-- Given passage follows --

When a chat interaction is created using such a menu pick, it will be associated with the plugins and templates under that domain. When interacting with the chat, the user may select an appropriate template for the query in mind. The user may also overwrite the text of the prompt template if required.

Currently, the plugins and templates are associated with the document query interaction mode but may be associated with other chat modes in future.

4. Samples

For each domain under *wwwroot/app/Templates/ a single *Samples.json" file may be added. If such a file exits, the application will show each of the samples in that file when the application first launches and there are no existing saved chats. For example, the Finance and Legal samples will be shown if the folder structure is as follows:

-----<Finance plugings>
------<Legal plugins>

The config_default.fsx script contains an example of how to create a samples file in a type-safe way.

5. Authentication Configuration

The FsOpenAI app supports integration with Azure AD (or MS Entra ID). To require authentication, set the RequireLogin flag in the AppConfig (see above). The user roles can also be specified there. See MS authentication for Blazor apps for more information.

There are two places additional configuration is required to support AD authentication:

  • (client) wwwroot/appSettings.json
  • (server) appSettings.json

Please review the MS documentation for details. This is an involved topic which requires good study and some trial-and-error for successful execution.

Search Index Format

FsOpenAI expects the following fields to be present in the index. If any field is missing, it will not show the index in the Q&A chat index selection box. Any additional fields are ignored.

Field Description
id Unique id
title Document title
sourcefile Link to reference site or document
content The text content that will be used in the Q&A chat session
contentVector The embeddings vector

Sample code to 'shred' a collection of PDF documents; create the embeddings; and load the index, is provided in the script LoadIndex.fsx.

Note the index format may change to the Semantic Kernel 'memory' format later.

When loading and index from a document collection, the limiting resource is the embeddings model api. The index-load code uses rate limited but parallel calls to maximize throughput (when using a single instance of the embeddings api). The rate limit can be set in the script.

Meta Index

In addition to the actual document indexes a special index, called 'Meta' index here, may also be created. The name of the Meta index - that an app deployment should use - is configured in the AppConfig.json (see configuration section above). The Meta index specifies the following additional information about the actual indexes:

  • Descriptions of the actual indexes that will display in the app where indexes can be selected.
  • The 'groups' each of the actual indexes are associated with. In the AppConfig.json is a list of groups for the deployment; the app will show only the indexes where the groups match between the Meta index and AppConfig.json.

-- Given passage concluded --

* [Requirement A] From the FsOpenAI documentation, list every field that must be present in a search index.
* [Requirement B] According to the FsOpenAI documentation, which script has sample code for shredding PDF documents, creating embeddings, and loading the index?

-- Data extract follows --

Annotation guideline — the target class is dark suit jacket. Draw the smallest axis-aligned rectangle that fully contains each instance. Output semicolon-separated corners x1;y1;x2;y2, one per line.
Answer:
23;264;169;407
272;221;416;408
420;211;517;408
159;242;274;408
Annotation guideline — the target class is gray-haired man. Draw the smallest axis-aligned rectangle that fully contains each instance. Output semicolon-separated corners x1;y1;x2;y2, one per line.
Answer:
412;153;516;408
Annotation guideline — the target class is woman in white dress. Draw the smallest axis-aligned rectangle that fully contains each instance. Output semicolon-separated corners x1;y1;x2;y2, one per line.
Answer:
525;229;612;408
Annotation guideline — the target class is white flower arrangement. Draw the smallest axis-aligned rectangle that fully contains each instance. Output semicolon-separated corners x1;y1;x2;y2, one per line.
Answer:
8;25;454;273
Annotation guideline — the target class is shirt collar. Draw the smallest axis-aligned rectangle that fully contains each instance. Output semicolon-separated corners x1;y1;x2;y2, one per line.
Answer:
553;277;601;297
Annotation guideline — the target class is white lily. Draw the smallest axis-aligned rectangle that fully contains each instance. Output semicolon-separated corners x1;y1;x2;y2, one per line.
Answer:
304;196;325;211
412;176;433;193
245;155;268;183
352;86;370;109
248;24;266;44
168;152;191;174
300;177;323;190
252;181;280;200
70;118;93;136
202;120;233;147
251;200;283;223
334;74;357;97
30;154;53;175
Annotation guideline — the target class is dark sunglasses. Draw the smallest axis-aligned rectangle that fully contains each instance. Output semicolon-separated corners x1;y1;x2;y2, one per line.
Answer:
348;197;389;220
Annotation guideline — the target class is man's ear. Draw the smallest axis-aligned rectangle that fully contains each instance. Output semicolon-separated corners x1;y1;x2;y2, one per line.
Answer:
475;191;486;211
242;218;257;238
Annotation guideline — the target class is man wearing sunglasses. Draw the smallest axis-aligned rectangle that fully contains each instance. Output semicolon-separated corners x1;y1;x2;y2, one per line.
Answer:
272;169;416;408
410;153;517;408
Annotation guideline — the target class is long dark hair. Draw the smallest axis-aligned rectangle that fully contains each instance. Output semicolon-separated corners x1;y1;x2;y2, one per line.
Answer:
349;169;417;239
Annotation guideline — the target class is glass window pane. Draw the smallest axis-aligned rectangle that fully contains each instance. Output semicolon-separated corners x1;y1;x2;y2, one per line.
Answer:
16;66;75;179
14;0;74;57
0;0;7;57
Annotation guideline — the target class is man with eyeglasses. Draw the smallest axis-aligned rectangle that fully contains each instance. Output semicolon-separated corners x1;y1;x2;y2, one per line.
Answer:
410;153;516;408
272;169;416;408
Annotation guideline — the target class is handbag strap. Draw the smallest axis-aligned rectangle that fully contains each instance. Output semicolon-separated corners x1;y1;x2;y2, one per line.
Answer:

-- Data extract concluded --

* [Final answer A] id, title, sourcefile, content, contentVector

* [Final answer B] LoadIndex.fsx